Baflı şahit, bu tarlada bir zeytin ağacı olduğunu, bunun sökülmüş olduğunu anlatıyor... Yıllar sonra, bu tarlaya bağ ekileceği zaman, bu “kayıp” Kıbrıslıtürk’ün kemikleri ortaya çıkmışmış... Şahide göre, bu kemikler aynı yere gömülmüş olmalı ama bundan yüzde yüz emin değil... Kayıplar Komitesi yetkilisi Ksenofon Kallis’e, tarlanın sahibinin kim olduğunu söylüyor ki Kallis, bu konuda araştırma yürütebilsin... Bölgenin koordinatlarını alıyorum ve tekrar arabalarımıza dönüyoruz. Bir sonraki istikametimiz, başka “kayıp” Kıbrıslıtürkler’in gömülü olduğu bir başka alan....”

(YENİDÜZEN – Kıbrıs: Anlatılmamış Öyküler... Sevgül Uludağ – 24.9.2010)

 

SEMA KILINÇ’LA RÖPORTAJIMIZ...

Bu yazım yayımlanınca, Zühtü Mehmet Emirali’nin kızkardeşi olan değerli arkadaşımız Sema Kılınç beni aramış ve onunla da acılarla ve mücadeleyle dolu hayatına dair bir röportaj yapmıştık. Bu geniş röportajımız, 3 ve 4 Kasım 2010 tarihlerinde bu sayfalarda yayımlanmıştı... Sema Kılınç’la röportajımız şöyleydi:

“Sema Kılınç’ı yıllardır tanıyorum, kadın hareketinde, barış hareketinde hep ön saflardaydı... 1995 yılında, Hollandalı gazeteci arkadaşım Jonneke’yle birlikte evine giderek onunla bir röportaj yapmıştık. O zaman öğrenmiştim Sema Kılınç’ın eşinin 1974’te savaşta öldürülmüş olduğunu... Üç çocukla kalakalmış ve ancak eşi öldükten sonra tek başına hayatta kalmayı öğrenmek zorunda kalmıştı.

● ● ● ● ●

• [Kısa Görev A]
Kayıtlarda "Note: for this drill we locate the black plastic" ifadesini içeren satırdan başlayıp "(1107, 174)" ifadesini içeren satırda biten bölümü, "trash bag" yerine "garbage bag" koyarak ve başka hiçbir şeyi değiştirmeden yeniden yazın.

[Bir veri kümesindeki kayıtlar]
● ● ● ● ●

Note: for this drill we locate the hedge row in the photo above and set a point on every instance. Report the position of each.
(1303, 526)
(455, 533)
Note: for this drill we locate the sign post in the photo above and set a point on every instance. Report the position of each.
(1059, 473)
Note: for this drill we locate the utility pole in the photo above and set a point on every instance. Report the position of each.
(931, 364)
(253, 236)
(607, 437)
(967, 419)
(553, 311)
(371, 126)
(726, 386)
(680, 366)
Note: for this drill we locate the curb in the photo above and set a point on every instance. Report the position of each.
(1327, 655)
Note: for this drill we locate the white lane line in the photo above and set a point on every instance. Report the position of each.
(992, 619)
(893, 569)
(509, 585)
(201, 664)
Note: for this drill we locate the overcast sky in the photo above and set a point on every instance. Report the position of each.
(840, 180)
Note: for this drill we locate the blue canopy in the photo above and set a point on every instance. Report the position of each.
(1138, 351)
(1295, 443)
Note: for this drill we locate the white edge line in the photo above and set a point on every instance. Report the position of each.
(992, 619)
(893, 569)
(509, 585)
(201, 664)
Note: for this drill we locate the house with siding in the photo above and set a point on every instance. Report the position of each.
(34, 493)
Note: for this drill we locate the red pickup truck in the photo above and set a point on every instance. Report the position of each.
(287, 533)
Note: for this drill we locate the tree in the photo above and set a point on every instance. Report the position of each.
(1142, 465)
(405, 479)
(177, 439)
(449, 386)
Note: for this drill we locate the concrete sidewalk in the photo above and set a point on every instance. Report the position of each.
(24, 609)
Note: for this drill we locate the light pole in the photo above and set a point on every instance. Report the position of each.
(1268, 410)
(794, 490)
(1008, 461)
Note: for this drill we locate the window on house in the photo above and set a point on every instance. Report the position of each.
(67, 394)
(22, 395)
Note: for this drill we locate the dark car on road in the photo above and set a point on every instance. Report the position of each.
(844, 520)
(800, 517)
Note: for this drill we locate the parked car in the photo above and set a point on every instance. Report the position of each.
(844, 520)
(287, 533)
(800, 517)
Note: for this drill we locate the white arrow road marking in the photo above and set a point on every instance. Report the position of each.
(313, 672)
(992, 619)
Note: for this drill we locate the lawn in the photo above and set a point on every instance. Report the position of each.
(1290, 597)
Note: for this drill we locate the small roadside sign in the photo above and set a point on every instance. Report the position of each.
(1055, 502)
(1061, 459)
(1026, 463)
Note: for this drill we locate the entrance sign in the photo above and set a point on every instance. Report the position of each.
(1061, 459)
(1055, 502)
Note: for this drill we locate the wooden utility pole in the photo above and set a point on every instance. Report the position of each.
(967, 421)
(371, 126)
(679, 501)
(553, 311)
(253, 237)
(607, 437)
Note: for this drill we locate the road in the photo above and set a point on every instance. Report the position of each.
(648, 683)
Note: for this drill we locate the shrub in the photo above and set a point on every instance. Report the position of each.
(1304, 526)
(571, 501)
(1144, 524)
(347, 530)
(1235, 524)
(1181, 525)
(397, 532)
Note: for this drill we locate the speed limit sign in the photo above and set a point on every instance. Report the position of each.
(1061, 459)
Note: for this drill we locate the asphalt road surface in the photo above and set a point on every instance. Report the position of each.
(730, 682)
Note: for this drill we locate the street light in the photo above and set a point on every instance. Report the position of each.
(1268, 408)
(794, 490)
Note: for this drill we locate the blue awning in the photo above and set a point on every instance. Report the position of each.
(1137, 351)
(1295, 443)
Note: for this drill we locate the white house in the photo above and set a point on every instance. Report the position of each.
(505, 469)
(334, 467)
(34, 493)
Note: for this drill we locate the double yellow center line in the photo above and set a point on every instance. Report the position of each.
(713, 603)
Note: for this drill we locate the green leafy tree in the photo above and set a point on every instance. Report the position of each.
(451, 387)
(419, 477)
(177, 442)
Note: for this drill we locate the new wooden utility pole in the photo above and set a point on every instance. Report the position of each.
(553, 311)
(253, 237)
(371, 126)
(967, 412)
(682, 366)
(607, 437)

● ● ● ● ●

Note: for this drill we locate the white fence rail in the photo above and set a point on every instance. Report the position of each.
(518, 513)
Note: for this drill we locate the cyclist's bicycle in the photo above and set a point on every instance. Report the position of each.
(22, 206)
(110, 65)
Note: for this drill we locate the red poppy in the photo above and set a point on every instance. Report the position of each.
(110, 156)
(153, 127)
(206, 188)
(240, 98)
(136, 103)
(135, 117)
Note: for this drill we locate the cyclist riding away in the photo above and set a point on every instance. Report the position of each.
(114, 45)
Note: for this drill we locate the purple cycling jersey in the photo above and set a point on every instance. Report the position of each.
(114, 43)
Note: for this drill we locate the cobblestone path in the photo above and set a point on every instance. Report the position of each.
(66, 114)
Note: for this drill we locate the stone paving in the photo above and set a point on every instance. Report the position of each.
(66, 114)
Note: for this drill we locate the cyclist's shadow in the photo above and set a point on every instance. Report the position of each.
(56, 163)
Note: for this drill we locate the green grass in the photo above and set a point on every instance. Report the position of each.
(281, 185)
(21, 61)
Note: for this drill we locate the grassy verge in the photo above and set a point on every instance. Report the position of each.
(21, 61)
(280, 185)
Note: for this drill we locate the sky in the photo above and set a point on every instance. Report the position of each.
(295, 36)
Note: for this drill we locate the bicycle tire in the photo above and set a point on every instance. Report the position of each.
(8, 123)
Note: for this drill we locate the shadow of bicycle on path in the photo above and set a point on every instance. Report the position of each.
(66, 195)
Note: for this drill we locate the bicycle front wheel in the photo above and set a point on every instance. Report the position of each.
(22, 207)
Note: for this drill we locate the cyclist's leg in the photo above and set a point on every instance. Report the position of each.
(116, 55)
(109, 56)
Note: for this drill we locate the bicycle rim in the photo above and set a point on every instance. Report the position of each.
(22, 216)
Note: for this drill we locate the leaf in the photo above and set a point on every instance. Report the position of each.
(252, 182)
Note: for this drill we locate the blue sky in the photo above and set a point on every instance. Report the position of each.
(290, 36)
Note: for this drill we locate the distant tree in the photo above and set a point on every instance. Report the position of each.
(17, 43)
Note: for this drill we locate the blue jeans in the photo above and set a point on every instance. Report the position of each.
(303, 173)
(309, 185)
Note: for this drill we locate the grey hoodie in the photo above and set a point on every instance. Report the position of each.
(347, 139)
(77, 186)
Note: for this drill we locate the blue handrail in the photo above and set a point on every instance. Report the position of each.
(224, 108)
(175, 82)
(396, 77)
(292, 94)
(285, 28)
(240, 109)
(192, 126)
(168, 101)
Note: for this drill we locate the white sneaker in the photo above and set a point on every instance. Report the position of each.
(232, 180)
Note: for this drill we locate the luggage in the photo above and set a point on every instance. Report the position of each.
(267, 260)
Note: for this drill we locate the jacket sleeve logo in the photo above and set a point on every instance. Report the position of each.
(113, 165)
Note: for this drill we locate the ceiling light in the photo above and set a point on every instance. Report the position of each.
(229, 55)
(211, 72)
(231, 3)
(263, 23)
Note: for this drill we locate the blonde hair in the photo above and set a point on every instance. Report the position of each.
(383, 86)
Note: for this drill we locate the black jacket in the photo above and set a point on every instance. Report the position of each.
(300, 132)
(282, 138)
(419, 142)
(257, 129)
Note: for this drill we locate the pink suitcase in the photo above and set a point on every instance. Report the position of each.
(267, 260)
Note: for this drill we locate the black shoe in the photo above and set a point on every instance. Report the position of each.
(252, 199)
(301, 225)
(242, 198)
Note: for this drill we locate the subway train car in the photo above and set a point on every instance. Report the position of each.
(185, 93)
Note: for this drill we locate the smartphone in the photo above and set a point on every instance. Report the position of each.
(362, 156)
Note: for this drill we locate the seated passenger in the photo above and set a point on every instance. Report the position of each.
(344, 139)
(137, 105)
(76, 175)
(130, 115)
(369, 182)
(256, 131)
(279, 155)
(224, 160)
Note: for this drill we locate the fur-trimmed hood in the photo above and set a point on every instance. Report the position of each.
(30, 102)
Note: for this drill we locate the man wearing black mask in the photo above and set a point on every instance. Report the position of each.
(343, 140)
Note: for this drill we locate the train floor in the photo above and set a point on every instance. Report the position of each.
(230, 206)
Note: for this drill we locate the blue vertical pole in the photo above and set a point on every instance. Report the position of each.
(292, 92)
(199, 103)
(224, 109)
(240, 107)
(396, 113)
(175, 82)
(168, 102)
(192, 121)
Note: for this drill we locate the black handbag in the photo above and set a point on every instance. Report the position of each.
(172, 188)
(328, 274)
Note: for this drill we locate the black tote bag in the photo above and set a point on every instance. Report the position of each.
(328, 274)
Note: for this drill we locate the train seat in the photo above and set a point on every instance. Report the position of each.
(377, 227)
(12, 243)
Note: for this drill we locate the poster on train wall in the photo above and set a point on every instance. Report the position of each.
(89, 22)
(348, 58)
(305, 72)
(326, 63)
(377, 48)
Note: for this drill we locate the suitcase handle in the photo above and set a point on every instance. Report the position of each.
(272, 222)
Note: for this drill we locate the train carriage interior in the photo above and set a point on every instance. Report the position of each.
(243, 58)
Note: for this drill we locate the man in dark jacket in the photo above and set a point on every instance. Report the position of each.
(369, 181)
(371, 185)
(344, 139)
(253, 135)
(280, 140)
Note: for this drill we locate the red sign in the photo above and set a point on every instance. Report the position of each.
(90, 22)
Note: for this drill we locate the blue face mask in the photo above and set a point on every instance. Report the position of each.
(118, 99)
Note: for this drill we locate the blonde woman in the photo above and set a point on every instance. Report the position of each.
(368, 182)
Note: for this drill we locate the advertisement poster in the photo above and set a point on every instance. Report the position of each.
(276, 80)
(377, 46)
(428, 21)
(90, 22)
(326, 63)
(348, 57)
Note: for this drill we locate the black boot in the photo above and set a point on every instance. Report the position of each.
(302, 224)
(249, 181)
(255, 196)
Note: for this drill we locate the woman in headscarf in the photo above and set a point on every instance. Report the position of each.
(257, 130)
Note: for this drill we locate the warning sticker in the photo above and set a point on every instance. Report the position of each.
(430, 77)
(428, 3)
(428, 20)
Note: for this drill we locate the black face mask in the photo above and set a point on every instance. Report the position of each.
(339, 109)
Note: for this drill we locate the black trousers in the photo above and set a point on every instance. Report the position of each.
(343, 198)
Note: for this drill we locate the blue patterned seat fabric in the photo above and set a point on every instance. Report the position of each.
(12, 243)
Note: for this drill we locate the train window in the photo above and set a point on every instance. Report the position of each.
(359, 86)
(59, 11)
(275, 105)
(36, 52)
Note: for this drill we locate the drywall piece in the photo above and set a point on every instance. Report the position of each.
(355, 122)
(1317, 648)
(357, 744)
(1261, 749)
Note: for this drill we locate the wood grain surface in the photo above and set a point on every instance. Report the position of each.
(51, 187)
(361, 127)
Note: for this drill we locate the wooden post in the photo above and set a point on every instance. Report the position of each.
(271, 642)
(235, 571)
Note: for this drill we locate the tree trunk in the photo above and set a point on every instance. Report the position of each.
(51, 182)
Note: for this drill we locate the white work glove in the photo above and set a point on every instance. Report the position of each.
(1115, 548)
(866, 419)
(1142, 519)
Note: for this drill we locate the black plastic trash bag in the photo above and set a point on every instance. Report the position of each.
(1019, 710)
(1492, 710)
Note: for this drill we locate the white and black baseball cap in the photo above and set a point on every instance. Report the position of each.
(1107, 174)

● ● ● ● ●

• [Kısa Görev B]
Seçilmiş metne göre Sema Kılınç'ın eşi hangi yılda savaşta öldürülmüştü?

• [Yazılı Yanıt A]
Note: for this drill we locate the black plastic garbage bag in the photo above and set a point on every instance. Report the position of each.
(1019, 710)
(1492, 710)
Note: for this drill we locate the white and black baseball cap in the photo above and set a point on every instance. Report the position of each.
(1107, 174)

• [Yazılı Yanıt B]
1974'te.